■ Given problem 1: Please copy the ICLN text word for word, between "The International Catholic" and "to all events.", inclusive.
■ Given problem 2: Pick up the ICLN text after its last sentence and carry it forward.

International Catholic Legislators Network (ICLN)
- Type: Independent association
- Headquarters: Vienna, Austria
- Official languages: German, English
- President and Founder: Christiaan Alting von Geusau [Wikidata]
- Vice-President: Manuel Maan Baghdi
- Secretary: Wolfgang Kropf
- Website: https://icln.at/

= International Catholic Legislators Network =

Private catholic association founded Austria

The International Catholic Legislators Network (ICLN) is a private non-partisan association founded in Trumau, Austria in 2010. It serves as a network for Christian legislators on an international level.

== The ICLN international conference ==
The annual ICLN international conference is mostly held in Rome. The 4-day conference includes a private audience with the Pope at the Vatican. The event aims at supporting and networking within the community of Christian lawmakers worldwide. There have been local and regional ICLN events which have the objective of educating and networking. All meetings and conferences of the ICLN are in camera meaning that the public and the press are not allowed to attend the events. This is to ensure that the invited politicians are able to debate and exchange their thoughts freely. In addition to this, the Chatham House Rule applies to all events.

■ Provided material:
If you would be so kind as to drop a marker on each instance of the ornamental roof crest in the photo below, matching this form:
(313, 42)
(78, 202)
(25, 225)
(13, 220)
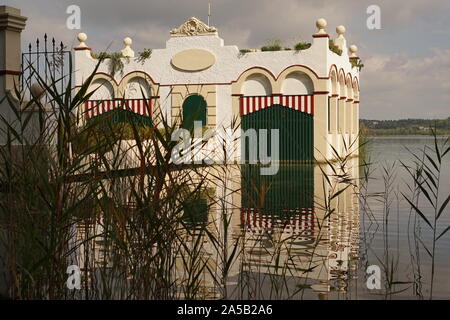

■ Written response 1:
The International Catholic Legislators Network (ICLN) is a private non-partisan association founded in Trumau, Austria in 2010. It serves as a network for Christian legislators on an international level.

== The ICLN international conference ==
The annual ICLN international conference is mostly held in Rome. The 4-day conference includes a private audience with the Pope at the Vatican. The event aims at supporting and networking within the community of Christian lawmakers worldwide. There have been local and regional ICLN events which have the objective of educating and networking. All meetings and conferences of the ICLN are in camera meaning that the public and the press are not allowed to attend the events. This is to ensure that the invited politicians are able to debate and exchange their thoughts freely. In addition to this, the Chatham House Rule applies to all events.

■ Written response 2:
According to its own statement, to receive an invitation, the politician in question has to meet the following requirements:

"Participation in ICLN events is by personal invitation only and presupposes a visible Catholic or otherwise Christian profile that is reflected in the individual voting record and public statements, especially where it regards the sanctity of human life from the moment of conception until natural death, the true nature of sacramental marriage as the union between one man and one woman, and the commitment to defend the fundamental freedom of religion and conscience as the prime human right of every man and every woman on every continent."

Starting in 2020, regular video conferences for legislators and experts were organised by the ICLN.

== Beliefs and objectives ==

The ICLN's foundation of belief is based on Holy Scripture and the teachings of the Catholic Church.

The ICLN amongst many other topics highlights the following excerpts of the Catechism of the Catholic Church on its website:

=== Protection of Life ===

- Abortion:

 "§ 2271 Since the first century the Church has affirmed the moral evil of every procured abortion. This teaching has not changed and remains unchangeable."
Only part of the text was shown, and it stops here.